Effect of BaTiO3 particle size and distribution on the BaTiO3-3Y-TZP interface reactivity of bioactive ceramic composites

The present study investigates the effect of BaTiO 3 particle size and its distribution on the interfacial reactivity between BaTiO 3 and 3Y-TZP, for ceramic-based biomedical composites, where bioelectric tissue stimulation, similar to the piezoelectric materials present in natural bone and soft tissues, is useful for implant integration in biological tissues. Two BaTiO 3 particle sizes were tested, namely 1.3 μm and 3.1 μm, and in the case of BaTiO 3 particles with 1.3 μm, the effect of agglomerated and homogeneously distributed particles was assessed. The specimens produced were characterized by grain size, surface roughness, crystallography, and bulk relative density. To further evaluate the effect of the composite shrinkage-induced stresses on the BaTiO 3 /3Y-TZP interfacial reactions generated during densification, BaTiO 3 green compacts were also placed on the surface of the 3Y-TZP specimen. The results were compared with the BaTiO 3 particles embedded in the composite and subjected to internal shrinkage-induced mechanical stresses during densification. Results showed that BaTiO 3 and 3Y-TZP coexisted without complete dissolution, even at high sintering temperatures (1500 °C). The BaTiO 3 particle size and distribution had a major influence on the interfacial reaction during sintering. Small single non-agglomerated particles remained stable during sintering, with the composite retaining the presence of two distinct phases. Bigger particles, and small agglomerated particles, that were equivalent to bigger particles, promoted a higher interfacial reaction between the materials, leading to increased porosity and surface roughness, and reduced relative density.

→ Material shown
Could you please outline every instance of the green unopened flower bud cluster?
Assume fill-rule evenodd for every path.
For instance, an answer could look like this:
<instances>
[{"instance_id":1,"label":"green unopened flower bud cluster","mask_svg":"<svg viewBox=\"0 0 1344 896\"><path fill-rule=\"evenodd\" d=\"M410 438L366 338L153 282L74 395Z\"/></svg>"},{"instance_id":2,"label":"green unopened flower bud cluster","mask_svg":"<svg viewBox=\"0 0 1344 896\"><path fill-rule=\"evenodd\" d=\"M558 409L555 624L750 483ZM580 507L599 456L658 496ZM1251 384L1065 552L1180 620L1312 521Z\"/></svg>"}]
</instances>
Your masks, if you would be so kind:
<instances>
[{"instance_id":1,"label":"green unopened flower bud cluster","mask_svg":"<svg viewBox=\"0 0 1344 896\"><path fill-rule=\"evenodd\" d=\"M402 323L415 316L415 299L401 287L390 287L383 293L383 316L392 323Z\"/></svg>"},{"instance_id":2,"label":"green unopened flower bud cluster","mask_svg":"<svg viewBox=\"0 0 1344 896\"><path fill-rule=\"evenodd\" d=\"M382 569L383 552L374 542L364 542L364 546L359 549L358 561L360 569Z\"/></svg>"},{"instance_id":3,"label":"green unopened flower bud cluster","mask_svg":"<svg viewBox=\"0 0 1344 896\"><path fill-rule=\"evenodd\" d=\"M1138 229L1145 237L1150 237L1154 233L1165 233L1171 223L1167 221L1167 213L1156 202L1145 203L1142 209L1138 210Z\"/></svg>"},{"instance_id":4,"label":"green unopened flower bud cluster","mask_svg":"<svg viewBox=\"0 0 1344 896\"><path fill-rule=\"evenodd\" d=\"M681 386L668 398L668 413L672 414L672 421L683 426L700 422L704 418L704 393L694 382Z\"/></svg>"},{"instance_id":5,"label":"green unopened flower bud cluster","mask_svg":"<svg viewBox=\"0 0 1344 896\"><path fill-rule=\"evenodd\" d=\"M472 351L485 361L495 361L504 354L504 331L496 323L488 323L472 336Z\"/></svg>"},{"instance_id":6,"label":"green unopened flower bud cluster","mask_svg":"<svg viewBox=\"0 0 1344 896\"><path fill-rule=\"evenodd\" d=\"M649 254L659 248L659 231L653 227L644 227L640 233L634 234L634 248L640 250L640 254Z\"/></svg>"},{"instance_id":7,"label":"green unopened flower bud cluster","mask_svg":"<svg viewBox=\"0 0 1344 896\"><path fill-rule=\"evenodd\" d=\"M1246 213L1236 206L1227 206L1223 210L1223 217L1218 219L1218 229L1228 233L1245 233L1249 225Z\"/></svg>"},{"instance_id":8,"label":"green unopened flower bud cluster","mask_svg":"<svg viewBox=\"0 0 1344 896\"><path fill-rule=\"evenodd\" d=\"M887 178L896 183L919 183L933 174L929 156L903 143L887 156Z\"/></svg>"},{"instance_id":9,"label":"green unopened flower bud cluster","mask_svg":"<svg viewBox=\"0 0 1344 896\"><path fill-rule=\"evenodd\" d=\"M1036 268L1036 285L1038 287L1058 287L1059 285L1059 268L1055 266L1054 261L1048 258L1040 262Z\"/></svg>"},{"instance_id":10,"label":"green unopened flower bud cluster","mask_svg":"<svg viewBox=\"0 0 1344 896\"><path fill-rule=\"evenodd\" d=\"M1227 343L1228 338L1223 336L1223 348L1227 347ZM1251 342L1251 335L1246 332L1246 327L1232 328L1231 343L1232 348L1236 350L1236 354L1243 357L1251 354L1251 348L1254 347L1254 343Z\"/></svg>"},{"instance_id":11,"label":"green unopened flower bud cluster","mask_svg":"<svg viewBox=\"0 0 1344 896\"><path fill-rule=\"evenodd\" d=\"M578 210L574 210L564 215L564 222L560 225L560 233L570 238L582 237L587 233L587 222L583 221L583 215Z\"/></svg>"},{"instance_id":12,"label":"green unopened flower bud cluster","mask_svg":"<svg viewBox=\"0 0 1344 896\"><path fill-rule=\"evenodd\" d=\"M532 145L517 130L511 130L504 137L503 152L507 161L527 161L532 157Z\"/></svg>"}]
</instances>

→ To do
List every property that the abstract on BaTiO3 particle size says was used to characterize the specimens.

→ Written response
- Grain size
- Surface roughness
- Crystallography
- Bulk relative density